• **Data to use**
"""

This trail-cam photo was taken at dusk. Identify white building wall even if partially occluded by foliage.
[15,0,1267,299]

"""
"""

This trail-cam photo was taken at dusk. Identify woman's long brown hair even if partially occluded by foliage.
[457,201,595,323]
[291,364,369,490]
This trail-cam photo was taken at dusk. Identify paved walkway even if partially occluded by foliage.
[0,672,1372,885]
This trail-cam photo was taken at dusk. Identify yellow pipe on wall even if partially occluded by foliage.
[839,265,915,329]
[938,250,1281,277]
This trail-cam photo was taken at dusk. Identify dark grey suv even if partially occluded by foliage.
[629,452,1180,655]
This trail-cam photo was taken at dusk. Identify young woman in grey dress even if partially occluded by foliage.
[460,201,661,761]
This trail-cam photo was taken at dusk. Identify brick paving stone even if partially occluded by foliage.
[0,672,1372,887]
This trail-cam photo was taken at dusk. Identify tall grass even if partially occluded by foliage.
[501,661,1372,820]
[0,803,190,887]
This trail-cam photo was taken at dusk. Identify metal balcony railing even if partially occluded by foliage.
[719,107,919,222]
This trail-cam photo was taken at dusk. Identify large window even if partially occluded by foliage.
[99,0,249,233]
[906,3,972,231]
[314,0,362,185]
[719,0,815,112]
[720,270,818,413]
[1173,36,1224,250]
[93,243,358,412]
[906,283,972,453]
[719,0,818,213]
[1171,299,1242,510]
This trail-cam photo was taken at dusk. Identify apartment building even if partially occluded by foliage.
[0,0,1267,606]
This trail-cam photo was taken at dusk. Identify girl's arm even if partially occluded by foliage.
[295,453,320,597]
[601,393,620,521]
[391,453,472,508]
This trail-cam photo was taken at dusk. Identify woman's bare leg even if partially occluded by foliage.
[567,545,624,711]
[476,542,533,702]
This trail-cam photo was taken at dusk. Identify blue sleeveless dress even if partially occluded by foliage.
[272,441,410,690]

"""
"""

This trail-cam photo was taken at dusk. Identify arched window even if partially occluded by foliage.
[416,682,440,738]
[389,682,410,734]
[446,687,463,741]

"""

• **Written task**
Format the part of the listing above that opens with the line containing "This trail-cam photo was taken at dusk. Identify blue" and closes with the line containing "[272,441,410,690]" as a JSON list of strings, one per line, leaving out blank lines.

• **The reply**
[
  "This trail-cam photo was taken at dusk. Identify blue sleeveless dress even if partially occluded by foliage.",
  "[272,441,410,690]"
]